Erkennungsbeispiele:
#####

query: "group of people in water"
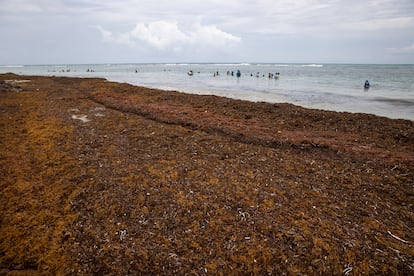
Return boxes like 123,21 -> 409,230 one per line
187,70 -> 280,79
187,70 -> 371,89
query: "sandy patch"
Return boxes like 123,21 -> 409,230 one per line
72,115 -> 91,123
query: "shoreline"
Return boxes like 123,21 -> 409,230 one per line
0,74 -> 414,275
3,64 -> 414,120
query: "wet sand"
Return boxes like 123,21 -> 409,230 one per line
0,74 -> 414,275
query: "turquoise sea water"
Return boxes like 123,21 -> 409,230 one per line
0,63 -> 414,120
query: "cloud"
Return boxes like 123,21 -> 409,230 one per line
388,43 -> 414,54
344,17 -> 414,31
95,20 -> 241,51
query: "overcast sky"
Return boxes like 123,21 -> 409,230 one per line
0,0 -> 414,65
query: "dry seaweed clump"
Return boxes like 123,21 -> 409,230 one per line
0,75 -> 414,275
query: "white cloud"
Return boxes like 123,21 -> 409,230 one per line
95,20 -> 241,51
344,17 -> 414,31
388,43 -> 414,54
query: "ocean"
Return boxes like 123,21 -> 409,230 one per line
0,63 -> 414,120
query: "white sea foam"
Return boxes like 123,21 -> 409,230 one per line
0,62 -> 414,120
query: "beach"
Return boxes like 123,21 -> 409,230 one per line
0,74 -> 414,275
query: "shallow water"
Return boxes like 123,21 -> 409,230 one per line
0,63 -> 414,120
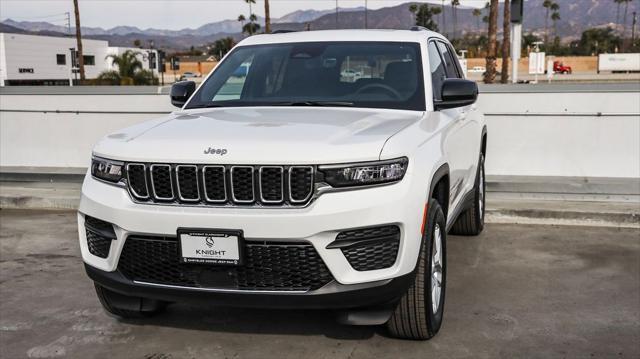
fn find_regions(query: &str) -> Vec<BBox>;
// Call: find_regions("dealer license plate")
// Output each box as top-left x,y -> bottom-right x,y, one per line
178,229 -> 243,265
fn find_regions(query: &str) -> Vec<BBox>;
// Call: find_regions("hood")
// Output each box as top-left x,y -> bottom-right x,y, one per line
94,107 -> 423,164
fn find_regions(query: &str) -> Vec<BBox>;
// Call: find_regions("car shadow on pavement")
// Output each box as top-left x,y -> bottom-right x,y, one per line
119,304 -> 386,340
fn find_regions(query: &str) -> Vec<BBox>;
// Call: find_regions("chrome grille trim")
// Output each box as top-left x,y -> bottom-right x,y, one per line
289,166 -> 315,203
258,166 -> 284,204
123,162 -> 316,208
202,166 -> 228,203
125,163 -> 150,199
149,163 -> 176,201
229,166 -> 256,204
174,165 -> 200,202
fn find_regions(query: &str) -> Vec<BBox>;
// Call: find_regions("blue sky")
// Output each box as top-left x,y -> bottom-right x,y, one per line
0,0 -> 486,30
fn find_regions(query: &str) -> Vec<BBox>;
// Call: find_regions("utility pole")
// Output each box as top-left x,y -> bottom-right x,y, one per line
364,0 -> 369,29
500,0 -> 511,84
442,0 -> 447,37
631,11 -> 638,47
65,11 -> 71,36
264,0 -> 271,34
505,0 -> 524,84
73,0 -> 85,81
336,0 -> 338,29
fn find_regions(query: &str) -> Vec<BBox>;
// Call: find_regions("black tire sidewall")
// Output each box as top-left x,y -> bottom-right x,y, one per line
422,199 -> 447,334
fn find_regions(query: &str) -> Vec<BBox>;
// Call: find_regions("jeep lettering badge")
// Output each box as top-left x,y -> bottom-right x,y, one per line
204,147 -> 227,156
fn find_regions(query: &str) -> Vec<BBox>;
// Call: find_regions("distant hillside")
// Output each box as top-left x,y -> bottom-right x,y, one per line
0,0 -> 640,50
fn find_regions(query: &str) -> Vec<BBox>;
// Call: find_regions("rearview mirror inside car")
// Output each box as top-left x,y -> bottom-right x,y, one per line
171,81 -> 196,107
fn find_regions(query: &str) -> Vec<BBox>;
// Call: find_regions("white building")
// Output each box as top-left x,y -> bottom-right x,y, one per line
0,33 -> 158,86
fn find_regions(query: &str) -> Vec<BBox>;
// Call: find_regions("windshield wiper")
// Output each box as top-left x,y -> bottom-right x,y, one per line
274,101 -> 353,107
187,103 -> 225,110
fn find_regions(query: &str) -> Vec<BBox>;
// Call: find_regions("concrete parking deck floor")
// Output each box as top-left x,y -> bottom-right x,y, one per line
0,210 -> 640,359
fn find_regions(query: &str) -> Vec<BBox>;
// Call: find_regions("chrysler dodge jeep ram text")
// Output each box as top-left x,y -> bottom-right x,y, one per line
78,28 -> 487,339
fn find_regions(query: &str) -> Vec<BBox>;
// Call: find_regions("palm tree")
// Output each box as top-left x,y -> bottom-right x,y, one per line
264,0 -> 271,34
484,0 -> 498,84
238,14 -> 247,29
471,9 -> 482,31
613,0 -> 623,25
542,0 -> 553,49
551,11 -> 560,37
451,0 -> 460,39
244,0 -> 256,27
409,4 -> 418,24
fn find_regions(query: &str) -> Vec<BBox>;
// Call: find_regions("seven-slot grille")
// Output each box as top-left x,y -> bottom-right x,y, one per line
126,163 -> 315,206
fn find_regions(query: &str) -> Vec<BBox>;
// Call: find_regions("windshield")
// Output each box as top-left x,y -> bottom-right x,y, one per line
186,42 -> 425,111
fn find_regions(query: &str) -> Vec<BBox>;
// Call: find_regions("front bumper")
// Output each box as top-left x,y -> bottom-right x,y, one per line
85,263 -> 413,309
78,169 -> 425,302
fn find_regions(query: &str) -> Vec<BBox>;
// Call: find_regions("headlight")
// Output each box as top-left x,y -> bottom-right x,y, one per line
91,157 -> 124,183
318,157 -> 409,187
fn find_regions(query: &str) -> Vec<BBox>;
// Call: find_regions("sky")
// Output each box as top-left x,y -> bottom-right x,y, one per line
0,0 -> 487,30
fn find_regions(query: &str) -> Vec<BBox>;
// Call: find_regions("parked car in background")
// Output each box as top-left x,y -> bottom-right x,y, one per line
468,66 -> 487,74
78,29 -> 487,340
553,61 -> 571,74
180,71 -> 201,81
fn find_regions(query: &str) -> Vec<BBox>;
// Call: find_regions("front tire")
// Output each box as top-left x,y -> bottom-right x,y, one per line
451,154 -> 486,236
94,283 -> 168,319
387,199 -> 447,340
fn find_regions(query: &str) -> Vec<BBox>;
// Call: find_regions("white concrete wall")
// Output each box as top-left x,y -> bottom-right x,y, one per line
0,33 -> 109,80
0,33 -> 158,80
479,91 -> 640,178
0,88 -> 640,178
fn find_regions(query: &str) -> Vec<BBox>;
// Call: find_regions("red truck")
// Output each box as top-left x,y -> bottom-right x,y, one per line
553,61 -> 571,74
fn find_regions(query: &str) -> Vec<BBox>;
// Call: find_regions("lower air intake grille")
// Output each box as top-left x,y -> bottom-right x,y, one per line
336,226 -> 400,271
118,236 -> 333,291
84,216 -> 116,258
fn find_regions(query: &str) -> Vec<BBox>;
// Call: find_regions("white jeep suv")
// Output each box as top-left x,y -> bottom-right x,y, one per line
78,28 -> 487,339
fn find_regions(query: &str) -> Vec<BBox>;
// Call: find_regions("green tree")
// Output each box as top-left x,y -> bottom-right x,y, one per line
242,14 -> 260,36
97,50 -> 157,85
621,0 -> 632,39
209,37 -> 236,61
409,4 -> 442,32
484,0 -> 498,84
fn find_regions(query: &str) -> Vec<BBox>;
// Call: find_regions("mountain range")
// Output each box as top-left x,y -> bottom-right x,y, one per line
0,0 -> 640,50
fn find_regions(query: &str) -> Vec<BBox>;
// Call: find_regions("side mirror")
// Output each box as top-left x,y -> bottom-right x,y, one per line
435,79 -> 478,110
171,81 -> 196,107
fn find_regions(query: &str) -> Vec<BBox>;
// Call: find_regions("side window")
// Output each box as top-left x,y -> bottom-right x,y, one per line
438,42 -> 462,78
429,41 -> 447,101
213,56 -> 253,101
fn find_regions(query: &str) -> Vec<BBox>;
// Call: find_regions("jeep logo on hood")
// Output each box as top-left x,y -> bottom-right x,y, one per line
204,147 -> 227,156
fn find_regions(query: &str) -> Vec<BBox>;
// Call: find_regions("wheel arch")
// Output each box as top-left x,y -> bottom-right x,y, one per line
427,163 -> 450,218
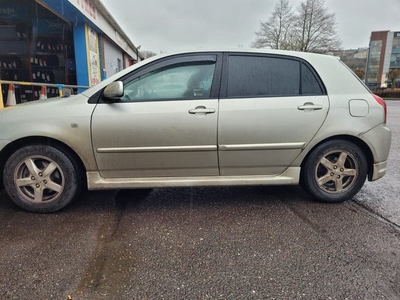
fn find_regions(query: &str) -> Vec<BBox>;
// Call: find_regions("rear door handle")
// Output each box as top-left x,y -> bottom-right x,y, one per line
297,102 -> 323,111
189,106 -> 215,115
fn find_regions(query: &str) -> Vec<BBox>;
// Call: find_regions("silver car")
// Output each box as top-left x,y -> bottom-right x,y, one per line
0,50 -> 391,212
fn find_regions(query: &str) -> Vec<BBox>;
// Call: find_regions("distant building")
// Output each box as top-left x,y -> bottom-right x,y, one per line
0,0 -> 143,103
365,30 -> 400,89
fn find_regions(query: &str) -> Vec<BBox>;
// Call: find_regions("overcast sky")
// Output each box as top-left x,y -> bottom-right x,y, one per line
101,0 -> 400,53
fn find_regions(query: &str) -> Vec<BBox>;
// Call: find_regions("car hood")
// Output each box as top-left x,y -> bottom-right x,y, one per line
0,95 -> 95,141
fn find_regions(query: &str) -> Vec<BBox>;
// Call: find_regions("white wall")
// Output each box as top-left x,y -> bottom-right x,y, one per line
104,39 -> 124,78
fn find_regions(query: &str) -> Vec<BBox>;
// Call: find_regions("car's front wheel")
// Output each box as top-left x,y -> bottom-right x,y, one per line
3,145 -> 81,213
301,140 -> 368,202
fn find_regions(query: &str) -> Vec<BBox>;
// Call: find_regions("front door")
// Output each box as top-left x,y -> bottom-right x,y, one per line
92,55 -> 219,178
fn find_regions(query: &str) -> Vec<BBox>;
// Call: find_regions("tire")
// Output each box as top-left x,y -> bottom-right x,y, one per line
3,145 -> 82,213
301,140 -> 368,203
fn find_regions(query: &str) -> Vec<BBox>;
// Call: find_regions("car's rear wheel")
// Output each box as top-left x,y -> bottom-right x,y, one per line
301,140 -> 368,202
4,145 -> 82,213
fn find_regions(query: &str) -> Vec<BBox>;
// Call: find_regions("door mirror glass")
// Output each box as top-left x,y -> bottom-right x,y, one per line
103,81 -> 124,99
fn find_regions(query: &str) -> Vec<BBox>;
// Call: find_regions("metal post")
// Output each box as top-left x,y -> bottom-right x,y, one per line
0,83 -> 4,109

#####

### Deine Aufgabe
Finde in den Einträgen jede Zeile, die die Zeichenfolge „grille“ enthält, und gib diese Zeilen vollständig wieder.

### Die Ausgabe
// Call: find_regions("chrome grille trim")
// Call: find_regions("seven-slot grille")
// Call: find_regions("lower air intake grille")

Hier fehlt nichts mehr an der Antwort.